STATED EXERCISE
Copy the rows below, from the line containing "Each instance receives exactly one keypoint. Tag the shrub" through the end of the rows, putting "marker" in place of "keypoint" and leaving everything else unchanged.

────────

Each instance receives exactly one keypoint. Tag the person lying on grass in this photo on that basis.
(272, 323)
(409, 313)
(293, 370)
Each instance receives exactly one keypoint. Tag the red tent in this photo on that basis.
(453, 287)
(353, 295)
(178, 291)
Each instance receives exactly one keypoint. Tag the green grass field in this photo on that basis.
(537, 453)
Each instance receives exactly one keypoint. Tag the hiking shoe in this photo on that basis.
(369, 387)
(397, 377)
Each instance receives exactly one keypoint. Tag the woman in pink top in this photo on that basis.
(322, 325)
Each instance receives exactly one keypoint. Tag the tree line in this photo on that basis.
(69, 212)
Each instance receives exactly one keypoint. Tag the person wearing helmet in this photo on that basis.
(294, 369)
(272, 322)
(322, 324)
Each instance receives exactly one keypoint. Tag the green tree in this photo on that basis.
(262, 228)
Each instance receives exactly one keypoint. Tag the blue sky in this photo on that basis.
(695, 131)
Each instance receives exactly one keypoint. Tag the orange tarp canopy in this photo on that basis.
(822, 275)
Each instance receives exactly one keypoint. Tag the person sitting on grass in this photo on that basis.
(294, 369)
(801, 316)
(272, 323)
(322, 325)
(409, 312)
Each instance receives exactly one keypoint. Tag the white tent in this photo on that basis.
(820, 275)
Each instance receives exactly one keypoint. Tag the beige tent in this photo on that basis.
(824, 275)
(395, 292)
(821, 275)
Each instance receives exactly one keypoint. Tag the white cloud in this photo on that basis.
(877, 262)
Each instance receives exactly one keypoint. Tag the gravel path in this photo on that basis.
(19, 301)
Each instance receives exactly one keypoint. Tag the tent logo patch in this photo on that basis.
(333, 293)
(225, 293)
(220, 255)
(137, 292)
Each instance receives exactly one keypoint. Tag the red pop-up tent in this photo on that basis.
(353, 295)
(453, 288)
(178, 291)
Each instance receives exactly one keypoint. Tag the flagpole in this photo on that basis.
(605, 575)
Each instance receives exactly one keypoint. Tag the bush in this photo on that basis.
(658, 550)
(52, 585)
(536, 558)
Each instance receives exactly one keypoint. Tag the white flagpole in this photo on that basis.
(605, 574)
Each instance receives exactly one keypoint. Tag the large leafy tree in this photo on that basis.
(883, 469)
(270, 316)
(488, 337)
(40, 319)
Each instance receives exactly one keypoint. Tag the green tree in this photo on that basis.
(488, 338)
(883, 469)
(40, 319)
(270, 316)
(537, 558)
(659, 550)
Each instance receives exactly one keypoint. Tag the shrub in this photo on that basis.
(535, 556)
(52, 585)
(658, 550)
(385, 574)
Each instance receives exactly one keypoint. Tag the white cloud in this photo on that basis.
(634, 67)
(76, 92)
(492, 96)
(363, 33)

────────

WRITTEN ANSWER
Each instance receives exactly one marker. Tag the shrub in this photo on that basis.
(535, 556)
(52, 585)
(658, 550)
(385, 574)
Each instance receives exactly one marker. Tag the white cloud in this photo on that basis.
(634, 67)
(76, 92)
(492, 96)
(363, 33)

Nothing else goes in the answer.